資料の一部
*-*-*

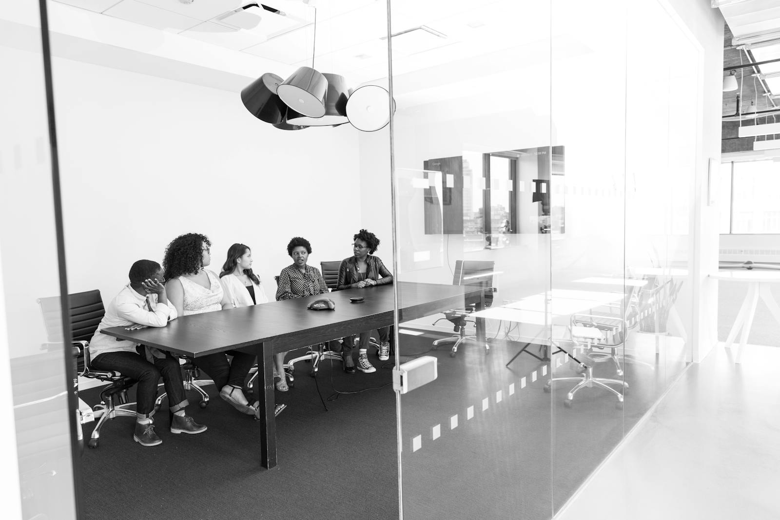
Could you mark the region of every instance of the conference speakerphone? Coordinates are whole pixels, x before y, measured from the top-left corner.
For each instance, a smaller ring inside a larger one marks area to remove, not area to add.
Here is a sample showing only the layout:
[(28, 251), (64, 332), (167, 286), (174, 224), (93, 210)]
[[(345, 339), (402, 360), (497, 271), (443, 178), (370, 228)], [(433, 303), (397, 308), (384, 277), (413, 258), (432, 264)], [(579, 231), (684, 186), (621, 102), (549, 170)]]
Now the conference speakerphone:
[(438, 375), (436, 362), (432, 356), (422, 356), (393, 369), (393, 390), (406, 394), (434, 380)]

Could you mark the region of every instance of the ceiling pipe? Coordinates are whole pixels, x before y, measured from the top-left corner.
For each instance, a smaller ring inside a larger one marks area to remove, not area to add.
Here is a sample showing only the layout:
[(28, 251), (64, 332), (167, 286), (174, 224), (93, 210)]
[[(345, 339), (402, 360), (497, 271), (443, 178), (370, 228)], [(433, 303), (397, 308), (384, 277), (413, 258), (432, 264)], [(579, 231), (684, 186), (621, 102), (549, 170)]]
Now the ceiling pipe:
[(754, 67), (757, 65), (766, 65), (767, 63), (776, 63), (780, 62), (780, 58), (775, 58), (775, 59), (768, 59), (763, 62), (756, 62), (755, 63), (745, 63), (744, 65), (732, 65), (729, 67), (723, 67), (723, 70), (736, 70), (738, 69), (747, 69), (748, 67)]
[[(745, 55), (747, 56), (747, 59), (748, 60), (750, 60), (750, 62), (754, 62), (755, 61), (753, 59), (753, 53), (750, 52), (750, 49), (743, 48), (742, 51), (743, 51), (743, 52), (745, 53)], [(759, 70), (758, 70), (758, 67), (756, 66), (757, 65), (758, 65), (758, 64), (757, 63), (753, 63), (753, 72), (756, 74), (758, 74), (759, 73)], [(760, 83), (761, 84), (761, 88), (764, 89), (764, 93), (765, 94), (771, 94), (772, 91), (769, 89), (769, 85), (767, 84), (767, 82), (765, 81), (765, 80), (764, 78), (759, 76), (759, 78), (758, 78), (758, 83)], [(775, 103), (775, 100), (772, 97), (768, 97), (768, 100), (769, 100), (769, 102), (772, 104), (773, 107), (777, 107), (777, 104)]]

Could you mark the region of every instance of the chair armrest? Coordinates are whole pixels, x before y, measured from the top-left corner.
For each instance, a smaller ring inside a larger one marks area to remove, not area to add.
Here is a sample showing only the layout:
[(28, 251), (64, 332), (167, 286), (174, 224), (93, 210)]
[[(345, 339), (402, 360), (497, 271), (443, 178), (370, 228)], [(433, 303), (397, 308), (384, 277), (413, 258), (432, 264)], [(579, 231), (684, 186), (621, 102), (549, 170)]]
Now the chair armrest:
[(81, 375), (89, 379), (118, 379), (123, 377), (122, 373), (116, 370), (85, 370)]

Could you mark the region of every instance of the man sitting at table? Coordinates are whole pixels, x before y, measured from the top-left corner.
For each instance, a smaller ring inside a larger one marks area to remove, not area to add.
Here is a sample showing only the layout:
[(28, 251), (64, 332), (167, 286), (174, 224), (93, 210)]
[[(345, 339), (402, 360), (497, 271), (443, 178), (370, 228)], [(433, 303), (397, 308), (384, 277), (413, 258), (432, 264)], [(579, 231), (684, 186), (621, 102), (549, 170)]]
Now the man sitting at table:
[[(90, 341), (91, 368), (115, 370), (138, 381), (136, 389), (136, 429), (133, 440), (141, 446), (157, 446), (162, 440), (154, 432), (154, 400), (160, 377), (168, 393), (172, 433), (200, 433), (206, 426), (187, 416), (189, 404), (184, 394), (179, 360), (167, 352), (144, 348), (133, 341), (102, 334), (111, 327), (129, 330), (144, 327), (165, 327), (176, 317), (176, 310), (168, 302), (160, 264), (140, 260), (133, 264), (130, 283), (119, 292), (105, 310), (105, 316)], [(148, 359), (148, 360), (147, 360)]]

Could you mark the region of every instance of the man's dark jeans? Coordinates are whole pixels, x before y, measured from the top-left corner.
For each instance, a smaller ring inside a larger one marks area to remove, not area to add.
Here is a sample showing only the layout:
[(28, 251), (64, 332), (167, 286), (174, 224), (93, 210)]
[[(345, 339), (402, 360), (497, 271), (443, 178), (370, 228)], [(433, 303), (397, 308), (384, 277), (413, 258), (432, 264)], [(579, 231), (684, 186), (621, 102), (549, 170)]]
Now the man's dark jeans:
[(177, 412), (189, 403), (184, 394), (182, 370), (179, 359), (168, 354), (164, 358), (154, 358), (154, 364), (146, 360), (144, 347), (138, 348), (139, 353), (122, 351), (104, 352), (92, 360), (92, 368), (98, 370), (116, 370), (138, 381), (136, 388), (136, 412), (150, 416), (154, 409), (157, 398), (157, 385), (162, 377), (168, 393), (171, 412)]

*-*-*

- [練習問題]
上の資料をすべて、一行を一つの文字列とするJSONリストに書き直しなさい。画像は含めず、空行も省くこと。

- [解答]
[
  "Could you mark the region of every instance of the conference speakerphone? Coordinates are whole pixels, x before y, measured from the top-left corner.",
  "For each instance, a smaller ring inside a larger one marks area to remove, not area to add.",
  "Here is a sample showing only the layout:",
  "[(28, 251), (64, 332), (167, 286), (174, 224), (93, 210)]",
  "[[(345, 339), (402, 360), (497, 271), (443, 178), (370, 228)], [(433, 303), (397, 308), (384, 277), (413, 258), (432, 264)], [(579, 231), (684, 186), (621, 102), (549, 170)]]",
  "Now the conference speakerphone:",
  "[(438, 375), (436, 362), (432, 356), (422, 356), (393, 369), (393, 390), (406, 394), (434, 380)]",
  "Could you mark the region of every instance of the ceiling pipe? Coordinates are whole pixels, x before y, measured from the top-left corner.",
  "For each instance, a smaller ring inside a larger one marks area to remove, not area to add.",
  "Here is a sample showing only the layout:",
  "[(28, 251), (64, 332), (167, 286), (174, 224), (93, 210)]",
  "[[(345, 339), (402, 360), (497, 271), (443, 178), (370, 228)], [(433, 303), (397, 308), (384, 277), (413, 258), (432, 264)], [(579, 231), (684, 186), (621, 102), (549, 170)]]",
  "Now the ceiling pipe:",
  "[(754, 67), (757, 65), (766, 65), (767, 63), (776, 63), (780, 62), (780, 58), (775, 58), (775, 59), (768, 59), (763, 62), (756, 62), (755, 63), (745, 63), (744, 65), (732, 65), (729, 67), (723, 67), (723, 70), (736, 70), (738, 69), (747, 69), (748, 67)]",
  "[[(745, 55), (747, 56), (747, 59), (748, 60), (750, 60), (750, 62), (754, 62), (755, 61), (753, 59), (753, 53), (750, 52), (750, 49), (743, 48), (742, 51), (743, 51), (743, 52), (745, 53)], [(759, 70), (758, 70), (758, 67), (756, 66), (757, 65), (758, 65), (758, 64), (757, 63), (753, 63), (753, 72), (756, 74), (758, 74), (759, 73)], [(760, 83), (761, 84), (761, 88), (764, 89), (764, 93), (765, 94), (771, 94), (772, 91), (769, 89), (769, 85), (767, 84), (767, 82), (765, 81), (765, 80), (764, 78), (759, 76), (759, 78), (758, 78), (758, 83)], [(775, 103), (775, 100), (772, 97), (768, 97), (768, 100), (769, 100), (769, 102), (772, 104), (773, 107), (777, 107), (777, 104)]]",
  "Could you mark the region of every instance of the chair armrest? Coordinates are whole pixels, x before y, measured from the top-left corner.",
  "For each instance, a smaller ring inside a larger one marks area to remove, not area to add.",
  "Here is a sample showing only the layout:",
  "[(28, 251), (64, 332), (167, 286), (174, 224), (93, 210)]",
  "[[(345, 339), (402, 360), (497, 271), (443, 178), (370, 228)], [(433, 303), (397, 308), (384, 277), (413, 258), (432, 264)], [(579, 231), (684, 186), (621, 102), (549, 170)]]",
  "Now the chair armrest:",
  "[(81, 375), (89, 379), (118, 379), (123, 377), (122, 373), (116, 370), (85, 370)]",
  "Could you mark the region of every instance of the man sitting at table? Coordinates are whole pixels, x before y, measured from the top-left corner.",
  "For each instance, a smaller ring inside a larger one marks area to remove, not area to add.",
  "Here is a sample showing only the layout:",
  "[(28, 251), (64, 332), (167, 286), (174, 224), (93, 210)]",
  "[[(345, 339), (402, 360), (497, 271), (443, 178), (370, 228)], [(433, 303), (397, 308), (384, 277), (413, 258), (432, 264)], [(579, 231), (684, 186), (621, 102), (549, 170)]]",
  "Now the man sitting at table:",
  "[[(90, 341), (91, 368), (115, 370), (138, 381), (136, 389), (136, 429), (133, 440), (141, 446), (157, 446), (162, 440), (154, 432), (154, 400), (160, 377), (168, 393), (172, 433), (200, 433), (206, 426), (187, 416), (189, 404), (184, 394), (179, 360), (167, 352), (144, 348), (133, 341), (102, 334), (111, 327), (129, 330), (144, 327), (165, 327), (176, 317), (176, 310), (168, 302), (160, 264), (140, 260), (133, 264), (130, 283), (119, 292), (105, 310), (105, 316)], [(148, 359), (148, 360), (147, 360)]]",
  "Could you mark the region of every instance of the man's dark jeans? Coordinates are whole pixels, x before y, measured from the top-left corner.",
  "For each instance, a smaller ring inside a larger one marks area to remove, not area to add.",
  "Here is a sample showing only the layout:",
  "[(28, 251), (64, 332), (167, 286), (174, 224), (93, 210)]",
  "[[(345, 339), (402, 360), (497, 271), (443, 178), (370, 228)], [(433, 303), (397, 308), (384, 277), (413, 258), (432, 264)], [(579, 231), (684, 186), (621, 102), (549, 170)]]",
  "Now the man's dark jeans:",
  "[(177, 412), (189, 403), (184, 394), (182, 370), (179, 359), (168, 354), (164, 358), (154, 358), (154, 364), (146, 360), (144, 347), (138, 348), (139, 353), (122, 351), (104, 352), (92, 360), (92, 368), (98, 370), (116, 370), (138, 381), (136, 388), (136, 412), (150, 416), (154, 409), (157, 398), (157, 385), (162, 377), (168, 393), (171, 412)]"
]